:: Provided information

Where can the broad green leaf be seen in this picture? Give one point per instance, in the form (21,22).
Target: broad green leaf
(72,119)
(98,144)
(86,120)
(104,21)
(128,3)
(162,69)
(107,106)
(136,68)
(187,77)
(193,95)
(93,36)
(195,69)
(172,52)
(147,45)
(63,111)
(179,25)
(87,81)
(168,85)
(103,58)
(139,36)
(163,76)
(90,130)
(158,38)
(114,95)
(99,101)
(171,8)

::::

§ **The request**
Reproduce every line of the items above, including the text that precedes each set of answers, and add 46 to each coordinate value in the answers.

§ **Result of this exercise**
Where can the broad green leaf be seen in this picture? Give one point per instance, in the form (21,22).
Target: broad green leaf
(118,165)
(144,190)
(132,166)
(150,67)
(174,49)
(208,115)
(153,152)
(182,114)
(233,123)
(239,141)
(139,82)
(241,115)
(218,98)
(193,91)
(109,157)
(225,71)
(133,127)
(214,131)
(149,104)
(185,82)
(209,122)
(136,176)
(204,84)
(160,141)
(145,147)
(217,54)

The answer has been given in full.